(FROM THE WALL STREET JOURNAL ASIA 3/31/15)
By Chuin-Wei Yap in Beijing, and Jesse Newman and Jacob Bunge in Chicago
Chinese food company Cofco Corp. is on a determined shopping
spree.
In a few short years, Cofco has spent a couple billion dollars
quietly buying up Australian cane fields, French vineyards and
Brazilian soybean pastures, helping it become one of the world's
largest food companies. Now, Cofco is exploring deals in the
world's biggest exporter of agricultural commodities: the U.S.
Little known globally but pervasive in China, Cofco is bulking
up to become the Chinese answer to U.S. grain and meat giant
Cargill Inc.
Once the government arm for importing food staples when China
was poor and isolated, the state-run company rode the country's
rise to a nation with middle-class consumers. Cofco -- the
officially adopted abbreviation of China National Cereals, Oils and
Foodstuffs Corp. -- now owns food-producing assets on five
continents. Last year, it spent $2.7 billion to acquire Dutch grain
trader Nidera BV and 51% of Noble Group's agriculture unit, gaining
footholds in the breadbasket regions of South America and central
Europe.

» Data block
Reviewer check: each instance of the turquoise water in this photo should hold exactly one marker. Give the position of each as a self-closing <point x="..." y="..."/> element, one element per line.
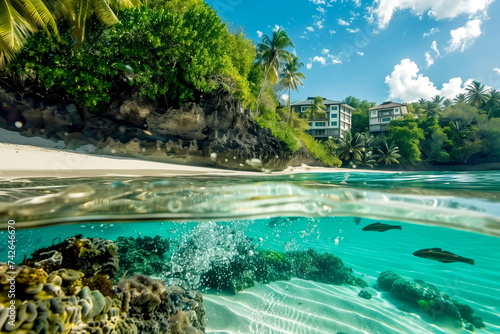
<point x="207" y="218"/>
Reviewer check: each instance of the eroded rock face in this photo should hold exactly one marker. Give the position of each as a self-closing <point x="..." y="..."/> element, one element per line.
<point x="218" y="130"/>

» Written task
Can you rewrite the Cofco article from "In a few short" up to and including "Cargill Inc.", with "quietly" changed to "steadily"?

» Written solution
In a few short years, Cofco has spent a couple billion dollars
steadily buying up Australian cane fields, French vineyards and
Brazilian soybean pastures, helping it become one of the world's
largest food companies. Now, Cofco is exploring deals in the
world's biggest exporter of agricultural commodities: the U.S.
Little known globally but pervasive in China, Cofco is bulking
up to become the Chinese answer to U.S. grain and meat giant
Cargill Inc.